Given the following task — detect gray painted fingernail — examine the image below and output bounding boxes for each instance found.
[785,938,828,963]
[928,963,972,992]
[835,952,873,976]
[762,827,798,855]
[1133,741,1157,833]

_ _ _ _ _ _ _

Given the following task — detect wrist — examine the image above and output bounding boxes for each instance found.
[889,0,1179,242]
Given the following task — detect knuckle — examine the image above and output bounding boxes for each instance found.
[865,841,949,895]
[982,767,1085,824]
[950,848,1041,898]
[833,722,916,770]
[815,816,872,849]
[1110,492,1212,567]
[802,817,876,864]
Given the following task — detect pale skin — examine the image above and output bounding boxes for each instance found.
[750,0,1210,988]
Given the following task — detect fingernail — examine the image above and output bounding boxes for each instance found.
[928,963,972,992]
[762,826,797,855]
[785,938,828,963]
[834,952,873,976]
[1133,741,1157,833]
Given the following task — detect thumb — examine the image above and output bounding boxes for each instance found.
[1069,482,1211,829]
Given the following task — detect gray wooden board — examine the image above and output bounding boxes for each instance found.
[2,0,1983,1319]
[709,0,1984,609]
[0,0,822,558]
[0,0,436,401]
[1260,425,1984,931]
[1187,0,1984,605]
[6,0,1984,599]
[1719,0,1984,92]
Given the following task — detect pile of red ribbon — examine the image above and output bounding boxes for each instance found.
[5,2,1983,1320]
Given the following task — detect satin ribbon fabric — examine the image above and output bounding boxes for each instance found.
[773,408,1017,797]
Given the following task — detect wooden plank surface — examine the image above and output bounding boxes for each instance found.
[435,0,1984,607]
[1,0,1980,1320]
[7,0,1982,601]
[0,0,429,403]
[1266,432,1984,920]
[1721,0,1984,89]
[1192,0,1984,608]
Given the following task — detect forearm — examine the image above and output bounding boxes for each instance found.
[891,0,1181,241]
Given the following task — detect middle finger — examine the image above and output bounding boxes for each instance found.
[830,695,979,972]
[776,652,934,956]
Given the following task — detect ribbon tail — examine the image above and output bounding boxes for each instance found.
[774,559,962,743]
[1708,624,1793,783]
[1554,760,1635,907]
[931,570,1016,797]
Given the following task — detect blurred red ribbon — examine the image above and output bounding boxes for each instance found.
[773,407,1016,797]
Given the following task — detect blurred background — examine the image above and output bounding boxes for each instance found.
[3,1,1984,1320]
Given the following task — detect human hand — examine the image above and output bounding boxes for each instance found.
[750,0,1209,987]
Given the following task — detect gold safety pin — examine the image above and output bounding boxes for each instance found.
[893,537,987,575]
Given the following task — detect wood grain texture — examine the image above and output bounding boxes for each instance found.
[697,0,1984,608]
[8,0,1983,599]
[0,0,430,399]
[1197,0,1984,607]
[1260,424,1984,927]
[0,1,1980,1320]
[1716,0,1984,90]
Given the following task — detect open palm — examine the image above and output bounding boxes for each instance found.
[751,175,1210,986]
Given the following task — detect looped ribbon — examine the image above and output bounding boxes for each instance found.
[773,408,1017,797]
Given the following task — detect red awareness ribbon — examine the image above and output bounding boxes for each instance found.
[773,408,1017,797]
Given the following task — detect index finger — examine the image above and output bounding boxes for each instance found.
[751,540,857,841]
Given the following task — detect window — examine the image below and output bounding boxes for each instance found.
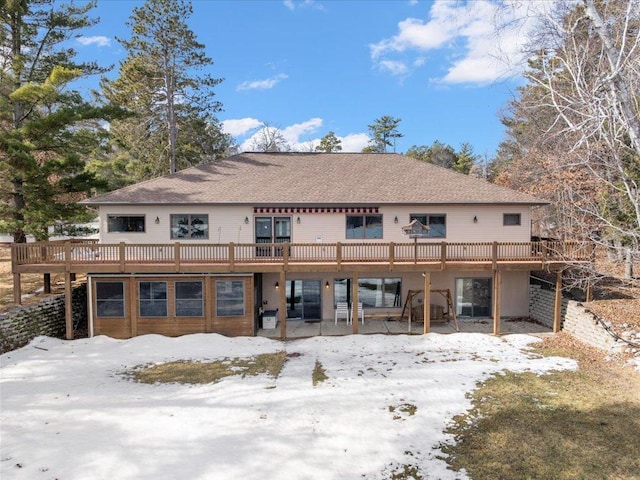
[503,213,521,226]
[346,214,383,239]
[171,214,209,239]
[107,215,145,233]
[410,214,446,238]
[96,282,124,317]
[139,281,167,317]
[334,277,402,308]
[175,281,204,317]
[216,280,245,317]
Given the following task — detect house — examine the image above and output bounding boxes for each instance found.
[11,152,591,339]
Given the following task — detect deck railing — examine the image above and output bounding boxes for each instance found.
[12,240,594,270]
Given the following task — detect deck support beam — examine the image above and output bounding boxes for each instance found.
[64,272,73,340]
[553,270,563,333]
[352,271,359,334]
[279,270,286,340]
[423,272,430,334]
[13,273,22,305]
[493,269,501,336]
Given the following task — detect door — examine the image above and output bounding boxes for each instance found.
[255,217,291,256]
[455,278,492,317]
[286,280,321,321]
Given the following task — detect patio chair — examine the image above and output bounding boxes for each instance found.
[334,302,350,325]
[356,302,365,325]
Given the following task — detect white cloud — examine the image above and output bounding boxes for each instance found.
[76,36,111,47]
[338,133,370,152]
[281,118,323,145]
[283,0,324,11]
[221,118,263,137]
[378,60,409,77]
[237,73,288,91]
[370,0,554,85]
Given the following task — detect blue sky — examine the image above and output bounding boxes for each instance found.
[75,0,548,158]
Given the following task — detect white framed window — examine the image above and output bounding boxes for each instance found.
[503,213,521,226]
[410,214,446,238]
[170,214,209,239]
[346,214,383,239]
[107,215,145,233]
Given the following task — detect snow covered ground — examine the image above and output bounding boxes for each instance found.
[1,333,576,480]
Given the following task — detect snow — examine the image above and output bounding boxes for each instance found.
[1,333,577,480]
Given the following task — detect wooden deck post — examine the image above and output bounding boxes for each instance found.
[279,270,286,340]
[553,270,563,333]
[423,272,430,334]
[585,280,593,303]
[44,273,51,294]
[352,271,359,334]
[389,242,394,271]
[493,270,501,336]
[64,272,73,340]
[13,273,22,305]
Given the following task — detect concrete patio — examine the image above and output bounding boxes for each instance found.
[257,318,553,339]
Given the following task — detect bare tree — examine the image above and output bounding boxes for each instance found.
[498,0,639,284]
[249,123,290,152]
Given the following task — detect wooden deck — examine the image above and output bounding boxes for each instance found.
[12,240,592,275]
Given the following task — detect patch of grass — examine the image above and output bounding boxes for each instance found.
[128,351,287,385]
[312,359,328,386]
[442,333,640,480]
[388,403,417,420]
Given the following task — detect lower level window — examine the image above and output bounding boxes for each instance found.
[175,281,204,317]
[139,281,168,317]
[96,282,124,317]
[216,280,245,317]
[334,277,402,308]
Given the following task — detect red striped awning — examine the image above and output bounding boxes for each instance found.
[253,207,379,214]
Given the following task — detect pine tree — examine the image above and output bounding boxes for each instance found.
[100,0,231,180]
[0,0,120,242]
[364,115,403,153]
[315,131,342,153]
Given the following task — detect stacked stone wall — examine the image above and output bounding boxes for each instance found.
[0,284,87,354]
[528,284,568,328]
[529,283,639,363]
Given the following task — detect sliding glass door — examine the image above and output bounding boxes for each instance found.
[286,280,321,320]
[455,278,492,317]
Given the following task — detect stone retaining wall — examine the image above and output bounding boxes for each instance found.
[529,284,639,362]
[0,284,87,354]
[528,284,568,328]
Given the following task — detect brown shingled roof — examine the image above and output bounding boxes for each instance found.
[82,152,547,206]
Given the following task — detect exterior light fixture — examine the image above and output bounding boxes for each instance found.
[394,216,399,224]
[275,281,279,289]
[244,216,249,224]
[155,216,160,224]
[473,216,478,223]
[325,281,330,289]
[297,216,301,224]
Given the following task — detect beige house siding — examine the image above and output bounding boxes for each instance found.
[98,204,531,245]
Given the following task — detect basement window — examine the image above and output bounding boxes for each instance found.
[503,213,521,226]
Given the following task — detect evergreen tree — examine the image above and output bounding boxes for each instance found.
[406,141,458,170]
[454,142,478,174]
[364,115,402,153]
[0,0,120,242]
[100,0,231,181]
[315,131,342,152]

_ _ _ _ _ _ _

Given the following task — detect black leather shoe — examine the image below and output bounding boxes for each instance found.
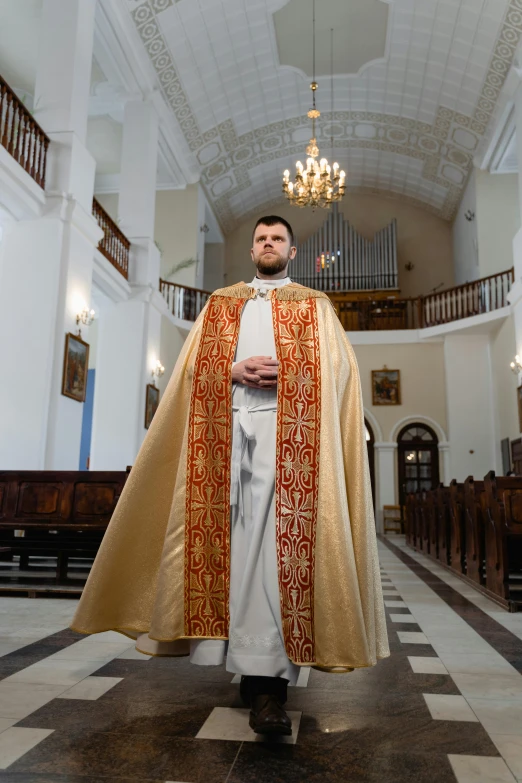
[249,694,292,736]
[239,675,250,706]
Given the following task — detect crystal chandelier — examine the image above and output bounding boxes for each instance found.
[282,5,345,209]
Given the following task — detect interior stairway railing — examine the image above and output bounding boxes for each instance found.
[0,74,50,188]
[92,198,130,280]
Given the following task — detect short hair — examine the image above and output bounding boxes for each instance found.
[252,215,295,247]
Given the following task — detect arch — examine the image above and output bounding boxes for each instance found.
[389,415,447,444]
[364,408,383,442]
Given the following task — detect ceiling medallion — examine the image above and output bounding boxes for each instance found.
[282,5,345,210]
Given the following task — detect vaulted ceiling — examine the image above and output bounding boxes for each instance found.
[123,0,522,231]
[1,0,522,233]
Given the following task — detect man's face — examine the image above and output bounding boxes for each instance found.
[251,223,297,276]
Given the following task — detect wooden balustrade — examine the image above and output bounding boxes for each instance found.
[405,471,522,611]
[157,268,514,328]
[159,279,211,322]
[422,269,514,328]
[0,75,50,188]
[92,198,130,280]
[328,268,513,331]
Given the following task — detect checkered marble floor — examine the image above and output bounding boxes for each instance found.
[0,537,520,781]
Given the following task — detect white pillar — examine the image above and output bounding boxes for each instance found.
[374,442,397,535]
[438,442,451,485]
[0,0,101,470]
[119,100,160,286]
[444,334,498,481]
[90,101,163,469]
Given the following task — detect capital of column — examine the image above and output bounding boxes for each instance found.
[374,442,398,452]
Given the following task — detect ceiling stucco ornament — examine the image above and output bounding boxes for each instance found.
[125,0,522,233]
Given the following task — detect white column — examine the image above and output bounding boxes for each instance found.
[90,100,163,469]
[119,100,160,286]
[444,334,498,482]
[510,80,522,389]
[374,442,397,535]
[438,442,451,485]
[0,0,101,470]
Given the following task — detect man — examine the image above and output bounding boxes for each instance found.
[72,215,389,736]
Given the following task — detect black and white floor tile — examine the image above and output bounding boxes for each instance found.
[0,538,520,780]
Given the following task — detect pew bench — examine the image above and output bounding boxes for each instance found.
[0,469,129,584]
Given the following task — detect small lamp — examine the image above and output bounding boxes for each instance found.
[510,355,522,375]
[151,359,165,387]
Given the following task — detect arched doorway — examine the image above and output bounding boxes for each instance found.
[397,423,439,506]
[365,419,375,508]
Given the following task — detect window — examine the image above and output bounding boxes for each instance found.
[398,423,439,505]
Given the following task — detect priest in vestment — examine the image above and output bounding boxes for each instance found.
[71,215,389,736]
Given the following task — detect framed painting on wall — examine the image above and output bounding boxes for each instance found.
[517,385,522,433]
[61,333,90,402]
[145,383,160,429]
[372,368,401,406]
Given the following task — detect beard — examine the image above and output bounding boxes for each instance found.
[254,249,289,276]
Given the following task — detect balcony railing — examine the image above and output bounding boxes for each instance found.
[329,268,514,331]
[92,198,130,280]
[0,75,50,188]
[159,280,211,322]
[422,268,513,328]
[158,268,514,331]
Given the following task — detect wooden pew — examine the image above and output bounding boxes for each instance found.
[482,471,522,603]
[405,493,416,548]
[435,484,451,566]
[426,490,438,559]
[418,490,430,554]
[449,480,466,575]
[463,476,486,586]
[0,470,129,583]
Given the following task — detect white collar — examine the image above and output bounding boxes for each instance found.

_ _ _ _ _ _ _

**WORK ITEM:** Look above for the line holding "Given the following task — detect priest" and the line holding "Given the following task — detect white collar", then output exactly those two lines and every line between them, nothing more.

**EXPECTED ANSWER:**
Given the following task — detect priest in vestment — examine the image above and output bounding boxes for each instance found.
[71,215,389,736]
Given the following task — detect framed painting on wall — examine the image above and output bounding boxes for each instance found.
[517,385,522,433]
[61,333,90,402]
[145,383,160,429]
[372,368,401,406]
Given the following task — detect beard — examine the image above and output bounding boxes for each instance found.
[254,249,289,276]
Given the following task — detect balcony railing — examine the image above and output bounding boxes for each instance found.
[329,268,514,331]
[92,198,130,280]
[0,75,50,188]
[159,280,211,322]
[422,268,513,328]
[158,268,514,331]
Given the following task — detect wooden pew — examine the image above and output bounding boxes for each instance found.
[482,471,522,603]
[405,493,416,548]
[435,484,451,566]
[426,490,438,559]
[418,490,430,554]
[449,480,466,575]
[463,476,486,586]
[0,470,129,583]
Given the following task — detect white collar — examine the image above and output bounding boxes for each instance found.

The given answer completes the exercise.